● Supplied text:
Install the prantlf.yaml package, manually change all references to @VROOT to @VMODROOT in the prantlf/yaml/src/yaml.c.v file, and then run the following code:

module main

import prantlf.yaml

fn main() {
    input := r'answer:
- ans: 1
- ans: 2'

    a := yaml.parse_text(input)!
    println(a)
}

Expected Behavior

{answer:[{ans:1},{ans:2}]}

Current Behavior

{answer:[,{ans:2}]}

Possible Solution

No response

Additional Information/Context

The YAML code from the example above is an object (or mapping in YAML terms), which contains one array (or sequence in YAML terms), which contains two more objects, each with a single field with the values ​​1 and 2, respectively.

The following two functions are responsible for parsing objects and arrays in prantlf.yaml:

fn parse_object(parser &C.yaml_parser_t) !Any {
	buf := []u8{len: int(sizeof(C.yaml_event_t))}
	event := &C.yaml_event_t(&buf)
	mut object := map[string]Any{}
	mut is_key := false
	mut key := ''
	for {
		if C.yaml_parser_parse(parser, event) == 0 {
			return fail_parse(parser)
		}
		defer {
			C.yaml_event_delete(event)
		}

		match event.@type {
			C.YAML_MAPPING_START_EVENT {
				if is_key {
					object[key] = parse_object(parser)!
					is_key = false
				} else {
					return fail_decode('key expected', event)

● What is expected:
In the bug report, what does parse_object do when it reaches a mapping start event while is_key is false, and why? Answer in one to three sentences. The records are separate material and are unrelated to the bug report.

● Stored rows:
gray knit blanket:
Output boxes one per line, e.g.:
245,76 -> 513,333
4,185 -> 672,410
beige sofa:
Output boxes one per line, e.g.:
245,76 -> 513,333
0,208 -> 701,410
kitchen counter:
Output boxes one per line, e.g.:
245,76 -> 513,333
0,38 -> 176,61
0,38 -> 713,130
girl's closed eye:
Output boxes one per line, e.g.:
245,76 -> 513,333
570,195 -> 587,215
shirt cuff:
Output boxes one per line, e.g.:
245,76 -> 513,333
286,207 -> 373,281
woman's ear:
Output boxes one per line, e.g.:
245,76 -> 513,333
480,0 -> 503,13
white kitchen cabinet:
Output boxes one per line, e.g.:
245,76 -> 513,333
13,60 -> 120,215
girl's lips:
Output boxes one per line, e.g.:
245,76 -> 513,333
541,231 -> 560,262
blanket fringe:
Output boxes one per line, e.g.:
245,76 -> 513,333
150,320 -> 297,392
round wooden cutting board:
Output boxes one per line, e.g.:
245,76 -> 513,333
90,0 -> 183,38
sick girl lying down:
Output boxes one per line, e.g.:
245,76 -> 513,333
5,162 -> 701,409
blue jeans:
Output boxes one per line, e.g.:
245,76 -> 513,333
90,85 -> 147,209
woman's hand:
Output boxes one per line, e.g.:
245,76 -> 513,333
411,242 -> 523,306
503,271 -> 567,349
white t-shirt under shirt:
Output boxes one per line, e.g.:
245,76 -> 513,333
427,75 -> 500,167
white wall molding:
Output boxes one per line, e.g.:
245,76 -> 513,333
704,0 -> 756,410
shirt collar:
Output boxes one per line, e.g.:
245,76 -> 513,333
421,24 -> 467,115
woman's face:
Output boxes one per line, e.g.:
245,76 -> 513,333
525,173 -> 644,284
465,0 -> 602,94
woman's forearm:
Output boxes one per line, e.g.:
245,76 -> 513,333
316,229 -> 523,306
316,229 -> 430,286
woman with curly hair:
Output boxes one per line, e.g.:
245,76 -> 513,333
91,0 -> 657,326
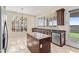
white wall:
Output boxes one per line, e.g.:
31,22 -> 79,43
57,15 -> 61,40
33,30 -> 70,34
7,11 -> 35,36
36,9 -> 70,40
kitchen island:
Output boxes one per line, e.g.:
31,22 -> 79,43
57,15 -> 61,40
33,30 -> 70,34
27,32 -> 51,53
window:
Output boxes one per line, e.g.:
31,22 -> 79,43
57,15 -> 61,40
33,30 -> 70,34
12,17 -> 27,32
70,17 -> 79,25
47,18 -> 53,26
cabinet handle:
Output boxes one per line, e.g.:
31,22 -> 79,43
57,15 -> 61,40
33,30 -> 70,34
40,44 -> 42,48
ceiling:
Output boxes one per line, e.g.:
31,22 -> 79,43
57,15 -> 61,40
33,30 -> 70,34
6,6 -> 79,16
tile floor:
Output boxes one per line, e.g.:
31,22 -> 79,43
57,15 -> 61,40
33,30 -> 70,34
7,32 -> 79,53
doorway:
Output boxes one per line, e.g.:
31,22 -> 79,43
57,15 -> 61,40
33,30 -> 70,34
67,9 -> 79,48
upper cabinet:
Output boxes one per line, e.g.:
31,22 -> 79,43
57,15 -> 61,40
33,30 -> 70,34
56,8 -> 65,25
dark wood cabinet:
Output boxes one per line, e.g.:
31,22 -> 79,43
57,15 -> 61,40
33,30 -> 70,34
27,32 -> 51,53
32,28 -> 66,47
56,8 -> 65,25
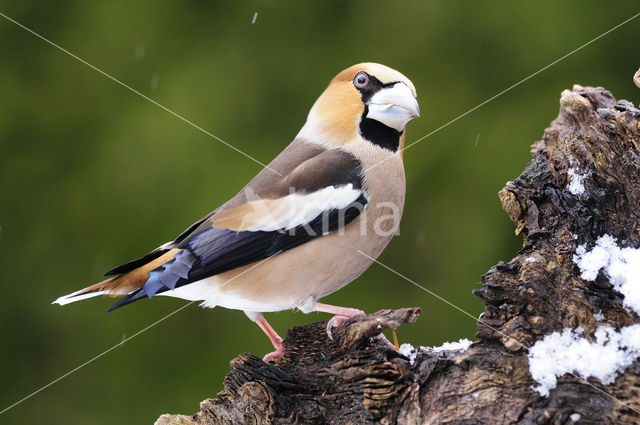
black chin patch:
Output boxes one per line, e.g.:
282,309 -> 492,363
360,105 -> 402,152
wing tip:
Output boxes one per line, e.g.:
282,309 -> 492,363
107,289 -> 148,313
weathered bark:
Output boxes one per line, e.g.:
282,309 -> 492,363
156,86 -> 640,425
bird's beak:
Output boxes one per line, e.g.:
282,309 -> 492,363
367,83 -> 420,131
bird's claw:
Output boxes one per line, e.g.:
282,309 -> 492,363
327,308 -> 364,341
262,345 -> 284,363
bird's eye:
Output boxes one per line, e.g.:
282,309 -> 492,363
353,71 -> 369,89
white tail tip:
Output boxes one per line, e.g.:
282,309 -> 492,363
51,290 -> 107,305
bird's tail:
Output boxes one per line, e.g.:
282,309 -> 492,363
52,249 -> 180,311
51,275 -> 137,305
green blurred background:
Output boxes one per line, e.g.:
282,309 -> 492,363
0,0 -> 640,424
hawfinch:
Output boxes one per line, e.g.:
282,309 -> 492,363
54,63 -> 420,361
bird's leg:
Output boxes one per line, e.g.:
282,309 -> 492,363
254,314 -> 284,363
313,303 -> 364,341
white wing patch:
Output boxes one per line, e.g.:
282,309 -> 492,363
241,183 -> 363,232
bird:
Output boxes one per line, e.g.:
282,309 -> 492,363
53,62 -> 420,362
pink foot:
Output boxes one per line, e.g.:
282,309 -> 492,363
255,314 -> 284,363
262,345 -> 284,363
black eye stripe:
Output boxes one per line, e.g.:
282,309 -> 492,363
354,74 -> 390,104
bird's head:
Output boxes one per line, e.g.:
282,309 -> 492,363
298,63 -> 420,152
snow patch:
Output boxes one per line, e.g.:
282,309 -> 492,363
398,342 -> 418,366
573,235 -> 640,314
567,168 -> 584,195
528,324 -> 640,397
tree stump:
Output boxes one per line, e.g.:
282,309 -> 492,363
156,86 -> 640,425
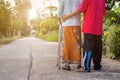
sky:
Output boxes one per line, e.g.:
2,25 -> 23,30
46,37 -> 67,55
5,0 -> 58,19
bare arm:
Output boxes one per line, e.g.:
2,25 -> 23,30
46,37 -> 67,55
62,10 -> 81,21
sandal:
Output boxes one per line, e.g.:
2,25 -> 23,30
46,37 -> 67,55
62,65 -> 71,70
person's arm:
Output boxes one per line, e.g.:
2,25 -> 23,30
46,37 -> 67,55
62,10 -> 80,22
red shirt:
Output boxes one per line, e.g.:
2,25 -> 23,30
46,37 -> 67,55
78,0 -> 106,35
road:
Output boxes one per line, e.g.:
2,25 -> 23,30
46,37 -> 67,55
0,37 -> 120,80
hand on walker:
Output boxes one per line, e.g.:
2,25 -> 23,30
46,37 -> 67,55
62,15 -> 69,22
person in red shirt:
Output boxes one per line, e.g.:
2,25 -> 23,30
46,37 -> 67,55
63,0 -> 106,72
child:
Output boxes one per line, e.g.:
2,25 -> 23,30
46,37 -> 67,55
63,0 -> 106,72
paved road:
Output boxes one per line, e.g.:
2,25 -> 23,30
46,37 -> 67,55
0,37 -> 120,80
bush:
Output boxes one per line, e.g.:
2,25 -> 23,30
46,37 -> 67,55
106,27 -> 120,58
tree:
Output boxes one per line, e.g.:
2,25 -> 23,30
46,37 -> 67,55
47,3 -> 57,17
0,0 -> 11,37
14,0 -> 31,35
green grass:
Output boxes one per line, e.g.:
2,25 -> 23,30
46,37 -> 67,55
0,37 -> 17,45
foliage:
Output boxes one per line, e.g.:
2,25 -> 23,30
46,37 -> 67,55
106,27 -> 120,58
0,0 -> 11,37
43,31 -> 58,41
14,0 -> 31,36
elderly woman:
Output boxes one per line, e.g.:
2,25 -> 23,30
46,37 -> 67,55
58,0 -> 82,70
63,0 -> 106,72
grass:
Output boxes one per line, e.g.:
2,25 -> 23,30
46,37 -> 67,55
0,37 -> 17,45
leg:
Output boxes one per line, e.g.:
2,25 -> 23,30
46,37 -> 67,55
83,34 -> 94,72
93,35 -> 102,70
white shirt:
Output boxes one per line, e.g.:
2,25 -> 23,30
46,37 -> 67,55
58,0 -> 82,26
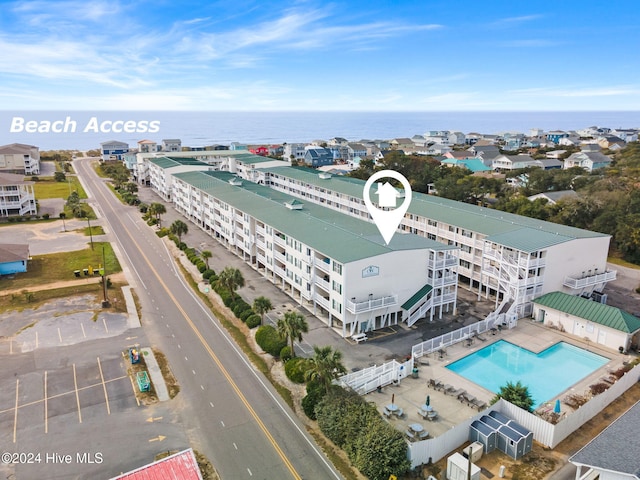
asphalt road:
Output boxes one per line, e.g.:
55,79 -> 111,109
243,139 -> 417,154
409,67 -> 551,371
74,160 -> 341,479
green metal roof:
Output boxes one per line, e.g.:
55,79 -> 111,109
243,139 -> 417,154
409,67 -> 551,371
533,292 -> 640,333
149,157 -> 207,169
265,167 -> 608,251
175,171 -> 456,263
401,283 -> 433,311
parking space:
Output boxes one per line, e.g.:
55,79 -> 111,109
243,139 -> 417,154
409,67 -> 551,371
0,355 -> 138,445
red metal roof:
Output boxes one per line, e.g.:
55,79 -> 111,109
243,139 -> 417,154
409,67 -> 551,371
111,448 -> 202,480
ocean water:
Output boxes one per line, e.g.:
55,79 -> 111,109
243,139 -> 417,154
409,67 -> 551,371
0,111 -> 640,150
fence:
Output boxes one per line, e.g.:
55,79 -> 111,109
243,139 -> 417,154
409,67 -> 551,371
411,312 -> 516,358
496,365 -> 640,448
337,358 -> 413,395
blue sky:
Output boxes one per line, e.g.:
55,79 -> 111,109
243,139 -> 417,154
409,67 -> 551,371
0,0 -> 640,111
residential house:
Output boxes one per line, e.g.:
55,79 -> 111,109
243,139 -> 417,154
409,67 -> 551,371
0,243 -> 29,275
564,151 -> 611,172
304,146 -> 334,167
441,157 -> 492,173
547,130 -> 569,145
491,155 -> 541,170
173,171 -> 458,337
229,142 -> 249,150
100,140 -> 129,162
569,401 -> 640,480
0,173 -> 38,217
527,190 -> 578,205
533,288 -> 640,351
389,138 -> 416,154
263,167 -> 616,318
0,143 -> 40,175
449,132 -> 467,145
249,145 -> 269,157
546,150 -> 567,160
536,158 -> 564,170
162,138 -> 182,152
612,128 -> 638,143
597,135 -> 626,150
138,140 -> 158,153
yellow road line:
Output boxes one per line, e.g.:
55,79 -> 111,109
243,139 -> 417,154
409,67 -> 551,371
43,370 -> 49,433
73,363 -> 82,423
13,378 -> 20,443
97,357 -> 111,415
87,162 -> 302,480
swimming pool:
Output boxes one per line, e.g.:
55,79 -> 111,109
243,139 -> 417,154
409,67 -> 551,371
447,340 -> 609,405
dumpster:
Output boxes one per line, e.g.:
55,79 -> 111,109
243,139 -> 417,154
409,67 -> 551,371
129,347 -> 140,365
136,370 -> 151,392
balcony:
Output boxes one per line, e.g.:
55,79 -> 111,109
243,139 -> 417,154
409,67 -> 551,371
315,277 -> 331,292
563,270 -> 617,290
314,258 -> 331,273
347,295 -> 398,313
428,256 -> 458,270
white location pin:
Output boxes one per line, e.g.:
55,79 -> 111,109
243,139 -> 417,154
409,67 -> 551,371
362,170 -> 411,245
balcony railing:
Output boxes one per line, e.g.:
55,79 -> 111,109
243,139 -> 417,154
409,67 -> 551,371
347,295 -> 398,313
564,270 -> 617,290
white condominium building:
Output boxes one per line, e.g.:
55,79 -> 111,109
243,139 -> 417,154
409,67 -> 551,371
166,171 -> 458,337
252,167 -> 616,318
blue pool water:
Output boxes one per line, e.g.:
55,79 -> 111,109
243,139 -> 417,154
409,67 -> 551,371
447,340 -> 609,405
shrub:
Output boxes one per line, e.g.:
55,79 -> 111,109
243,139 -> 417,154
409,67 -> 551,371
256,325 -> 287,358
302,380 -> 327,420
202,268 -> 216,280
280,356 -> 309,383
245,313 -> 262,328
280,345 -> 292,362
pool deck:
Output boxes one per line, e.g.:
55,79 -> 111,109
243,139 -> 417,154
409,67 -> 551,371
365,319 -> 630,438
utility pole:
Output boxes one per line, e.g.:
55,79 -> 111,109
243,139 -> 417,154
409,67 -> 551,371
100,245 -> 111,308
87,215 -> 93,250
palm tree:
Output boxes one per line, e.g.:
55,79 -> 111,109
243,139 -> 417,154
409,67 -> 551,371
217,267 -> 244,298
200,250 -> 213,269
147,202 -> 167,226
491,380 -> 534,412
169,220 -> 189,242
305,345 -> 347,393
278,312 -> 309,357
253,297 -> 273,325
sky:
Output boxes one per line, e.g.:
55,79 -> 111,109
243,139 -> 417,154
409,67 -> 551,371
0,0 -> 640,111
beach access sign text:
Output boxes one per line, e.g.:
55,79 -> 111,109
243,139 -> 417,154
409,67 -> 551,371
9,115 -> 160,133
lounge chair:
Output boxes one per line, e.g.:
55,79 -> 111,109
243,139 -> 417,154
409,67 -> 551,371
444,388 -> 467,398
472,398 -> 487,411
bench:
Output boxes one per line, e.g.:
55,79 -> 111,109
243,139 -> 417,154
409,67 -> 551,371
351,333 -> 367,343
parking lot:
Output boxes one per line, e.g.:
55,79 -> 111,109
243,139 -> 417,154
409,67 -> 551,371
0,355 -> 138,445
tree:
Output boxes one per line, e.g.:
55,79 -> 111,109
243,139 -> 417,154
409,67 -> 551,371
169,220 -> 189,242
147,202 -> 167,225
200,250 -> 213,270
491,380 -> 534,412
305,345 -> 347,393
216,267 -> 244,298
278,312 -> 309,357
252,296 -> 272,326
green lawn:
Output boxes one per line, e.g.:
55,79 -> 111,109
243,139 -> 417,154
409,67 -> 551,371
33,177 -> 87,200
0,239 -> 122,291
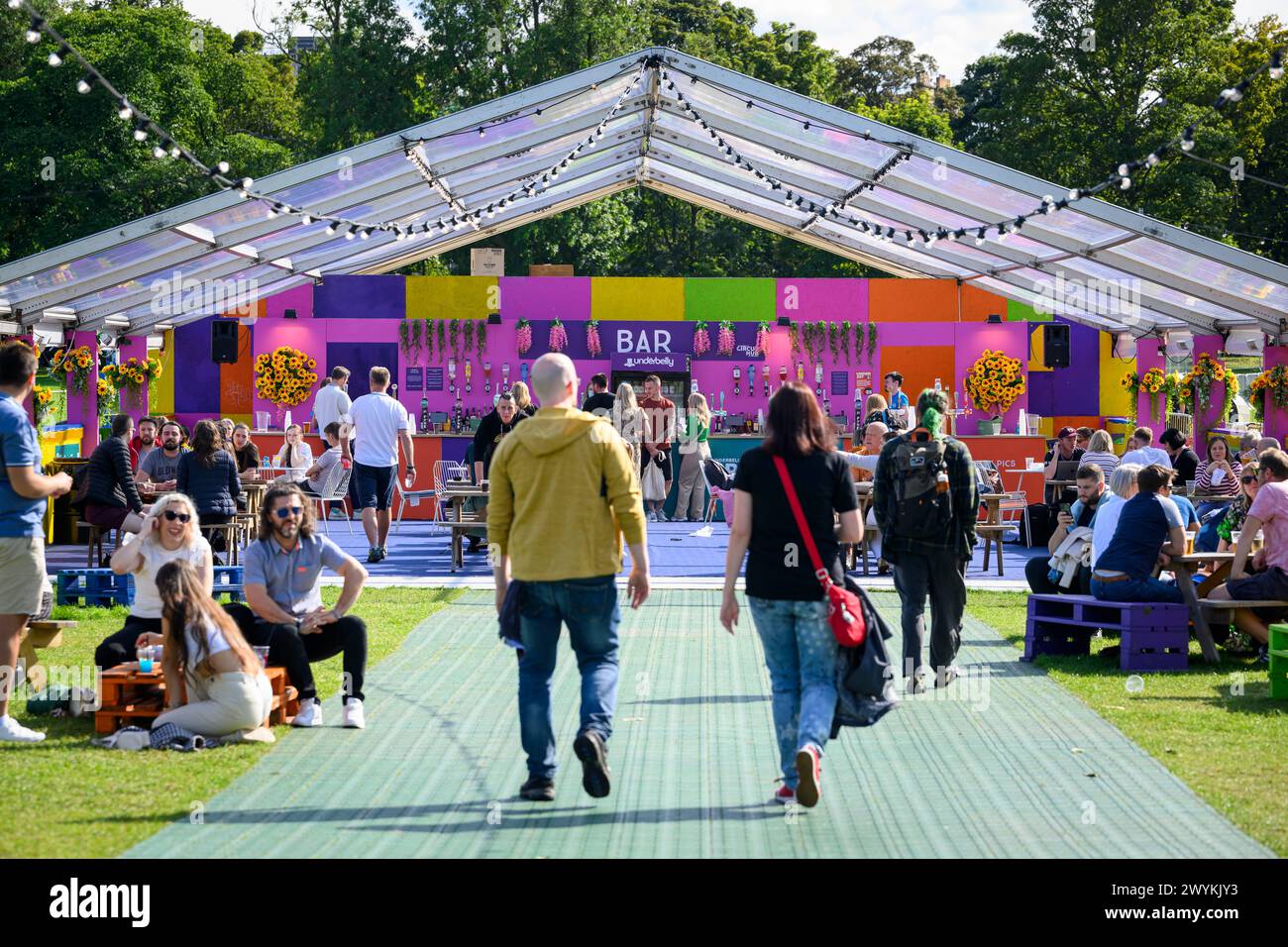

● Result below:
It returns an error through fail_decode with the message 'key expected'. A nested mapping is accepted only when is_key is true, in which case the function parses it and stores it under the current key. Otherwise a key was expected at that point.